PROBLEM
Pick out every line below that contains the word "shallow", and copy each one. Case counts.
* Start STORED RECORDS *
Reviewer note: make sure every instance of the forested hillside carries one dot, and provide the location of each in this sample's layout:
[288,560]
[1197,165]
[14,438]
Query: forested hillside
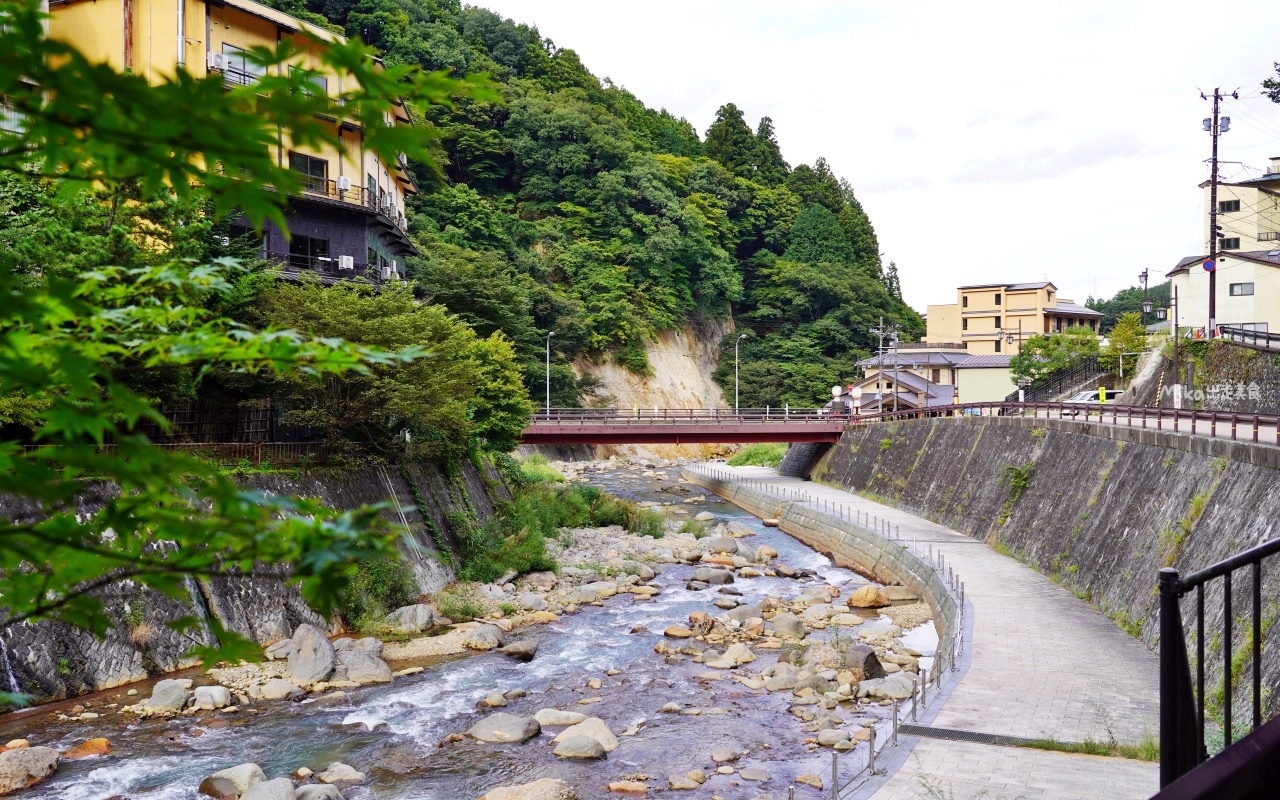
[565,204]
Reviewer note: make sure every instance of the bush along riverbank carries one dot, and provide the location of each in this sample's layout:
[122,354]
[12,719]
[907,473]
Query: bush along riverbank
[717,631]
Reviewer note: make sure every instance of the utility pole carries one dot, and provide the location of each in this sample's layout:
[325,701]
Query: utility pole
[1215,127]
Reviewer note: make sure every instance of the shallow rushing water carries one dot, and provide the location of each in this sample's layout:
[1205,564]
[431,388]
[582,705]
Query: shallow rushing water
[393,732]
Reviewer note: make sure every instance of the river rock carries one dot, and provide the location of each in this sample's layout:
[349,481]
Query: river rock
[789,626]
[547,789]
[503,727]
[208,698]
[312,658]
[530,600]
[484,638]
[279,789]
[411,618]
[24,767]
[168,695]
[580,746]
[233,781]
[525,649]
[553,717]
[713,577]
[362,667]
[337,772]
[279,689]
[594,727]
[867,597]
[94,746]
* End STORED RECORDS *
* Start STORED RECORDS *
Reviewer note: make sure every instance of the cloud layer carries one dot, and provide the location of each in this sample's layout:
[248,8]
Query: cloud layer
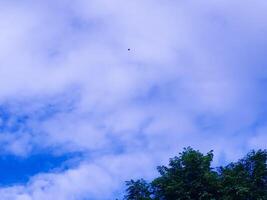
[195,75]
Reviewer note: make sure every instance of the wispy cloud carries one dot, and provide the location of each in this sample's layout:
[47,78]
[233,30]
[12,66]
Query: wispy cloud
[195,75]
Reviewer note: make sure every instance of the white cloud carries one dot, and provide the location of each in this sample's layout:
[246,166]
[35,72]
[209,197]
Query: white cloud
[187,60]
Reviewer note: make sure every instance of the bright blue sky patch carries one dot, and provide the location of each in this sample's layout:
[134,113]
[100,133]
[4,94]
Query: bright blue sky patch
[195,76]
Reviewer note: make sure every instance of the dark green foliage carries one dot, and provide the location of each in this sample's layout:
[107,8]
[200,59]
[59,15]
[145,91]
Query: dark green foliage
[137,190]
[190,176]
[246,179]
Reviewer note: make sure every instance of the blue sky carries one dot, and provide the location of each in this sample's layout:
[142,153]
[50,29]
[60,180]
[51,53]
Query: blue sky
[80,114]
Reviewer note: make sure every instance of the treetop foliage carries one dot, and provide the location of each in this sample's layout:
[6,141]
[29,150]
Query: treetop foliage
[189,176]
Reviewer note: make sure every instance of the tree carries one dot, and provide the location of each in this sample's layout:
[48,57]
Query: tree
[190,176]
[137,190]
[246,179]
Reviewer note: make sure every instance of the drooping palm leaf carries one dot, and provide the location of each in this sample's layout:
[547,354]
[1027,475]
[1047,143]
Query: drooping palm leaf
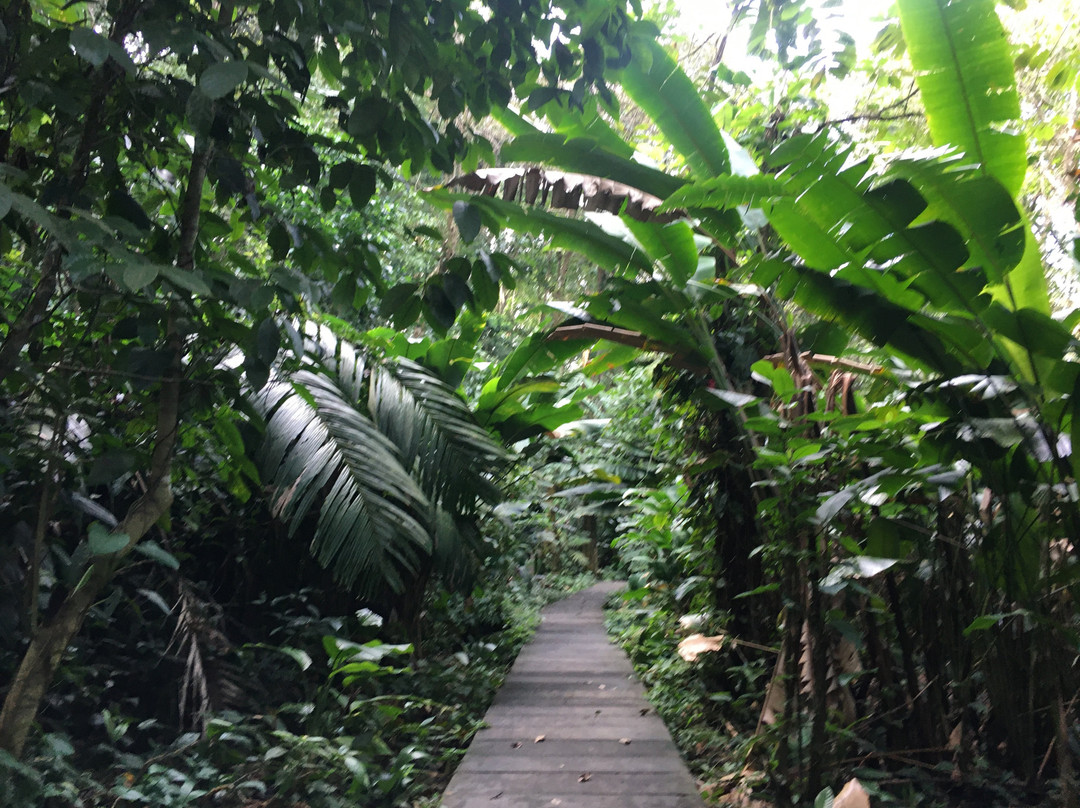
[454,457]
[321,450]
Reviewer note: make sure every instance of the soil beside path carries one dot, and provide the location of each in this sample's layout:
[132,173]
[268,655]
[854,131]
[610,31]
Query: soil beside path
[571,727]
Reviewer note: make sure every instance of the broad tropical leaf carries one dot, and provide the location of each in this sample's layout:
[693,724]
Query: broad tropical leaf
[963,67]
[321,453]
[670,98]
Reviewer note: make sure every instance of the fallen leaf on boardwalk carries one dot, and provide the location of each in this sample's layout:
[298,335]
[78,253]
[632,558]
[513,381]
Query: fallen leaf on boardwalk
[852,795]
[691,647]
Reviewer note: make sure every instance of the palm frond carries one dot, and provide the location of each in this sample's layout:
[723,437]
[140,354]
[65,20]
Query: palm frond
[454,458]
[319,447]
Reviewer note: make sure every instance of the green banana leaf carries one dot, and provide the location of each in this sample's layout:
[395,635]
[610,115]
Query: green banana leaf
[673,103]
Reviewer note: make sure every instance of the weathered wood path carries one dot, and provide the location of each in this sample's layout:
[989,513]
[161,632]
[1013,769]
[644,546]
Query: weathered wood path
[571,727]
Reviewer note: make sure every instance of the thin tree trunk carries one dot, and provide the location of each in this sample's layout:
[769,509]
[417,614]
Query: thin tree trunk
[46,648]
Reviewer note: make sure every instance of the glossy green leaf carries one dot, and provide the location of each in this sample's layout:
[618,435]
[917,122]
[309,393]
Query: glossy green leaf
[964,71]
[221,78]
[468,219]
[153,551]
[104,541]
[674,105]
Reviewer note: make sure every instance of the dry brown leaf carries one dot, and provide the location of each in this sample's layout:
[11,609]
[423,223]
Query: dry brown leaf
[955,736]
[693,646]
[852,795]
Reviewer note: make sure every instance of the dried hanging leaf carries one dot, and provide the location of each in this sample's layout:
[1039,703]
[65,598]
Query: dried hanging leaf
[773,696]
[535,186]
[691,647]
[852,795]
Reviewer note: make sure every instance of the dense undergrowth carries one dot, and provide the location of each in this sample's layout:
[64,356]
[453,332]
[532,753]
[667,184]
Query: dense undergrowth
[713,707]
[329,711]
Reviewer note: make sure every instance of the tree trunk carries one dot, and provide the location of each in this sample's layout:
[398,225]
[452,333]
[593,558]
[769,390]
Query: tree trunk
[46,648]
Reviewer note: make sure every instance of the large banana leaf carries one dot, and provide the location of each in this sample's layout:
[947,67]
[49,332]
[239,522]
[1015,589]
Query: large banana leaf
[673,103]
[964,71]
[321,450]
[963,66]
* End STORED RECORDS *
* Start STORED RECORDS *
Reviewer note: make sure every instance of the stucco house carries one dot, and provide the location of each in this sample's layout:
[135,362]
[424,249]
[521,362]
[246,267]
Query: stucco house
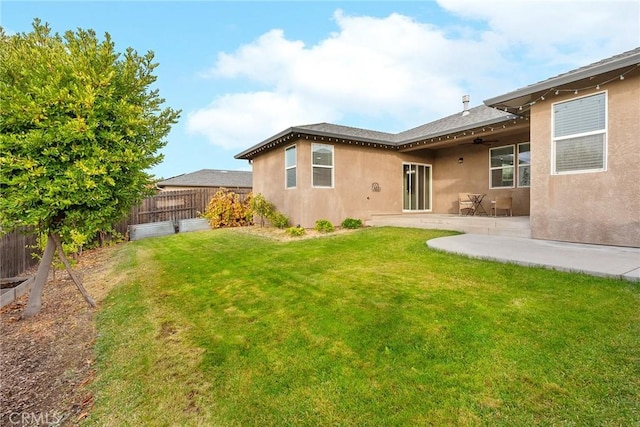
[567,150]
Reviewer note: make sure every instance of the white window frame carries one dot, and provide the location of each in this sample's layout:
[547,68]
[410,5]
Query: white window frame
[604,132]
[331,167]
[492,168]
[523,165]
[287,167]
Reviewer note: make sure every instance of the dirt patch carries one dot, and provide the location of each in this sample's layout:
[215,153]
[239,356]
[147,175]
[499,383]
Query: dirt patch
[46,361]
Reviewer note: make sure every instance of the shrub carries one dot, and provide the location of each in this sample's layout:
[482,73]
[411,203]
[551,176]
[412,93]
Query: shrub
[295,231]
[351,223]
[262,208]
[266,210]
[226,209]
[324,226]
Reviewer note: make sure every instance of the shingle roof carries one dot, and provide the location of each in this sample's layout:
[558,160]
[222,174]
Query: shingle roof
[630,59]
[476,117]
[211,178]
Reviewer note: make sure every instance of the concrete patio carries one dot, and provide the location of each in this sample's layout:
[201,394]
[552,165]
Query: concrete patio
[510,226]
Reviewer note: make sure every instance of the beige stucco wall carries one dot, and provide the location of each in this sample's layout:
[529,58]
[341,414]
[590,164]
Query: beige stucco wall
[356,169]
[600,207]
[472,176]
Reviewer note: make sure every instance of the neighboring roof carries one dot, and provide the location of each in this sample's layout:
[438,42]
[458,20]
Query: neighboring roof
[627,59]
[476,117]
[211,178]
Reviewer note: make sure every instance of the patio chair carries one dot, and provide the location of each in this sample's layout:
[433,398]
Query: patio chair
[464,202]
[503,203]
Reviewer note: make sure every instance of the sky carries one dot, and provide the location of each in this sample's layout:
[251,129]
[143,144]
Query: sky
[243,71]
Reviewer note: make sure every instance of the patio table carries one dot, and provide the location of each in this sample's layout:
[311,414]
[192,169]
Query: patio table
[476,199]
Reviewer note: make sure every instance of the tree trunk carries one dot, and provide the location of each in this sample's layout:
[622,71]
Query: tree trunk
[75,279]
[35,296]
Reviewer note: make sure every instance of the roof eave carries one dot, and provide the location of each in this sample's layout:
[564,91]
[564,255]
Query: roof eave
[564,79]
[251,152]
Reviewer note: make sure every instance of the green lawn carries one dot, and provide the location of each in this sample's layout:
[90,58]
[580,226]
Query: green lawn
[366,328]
* End STORED RECORDS *
ANSWER FOR THE TASK
Reviewer note: make sure every instance of the shallow rushing water carries one dot, and provide the location of each in this sample's layout:
Query: shallow rushing water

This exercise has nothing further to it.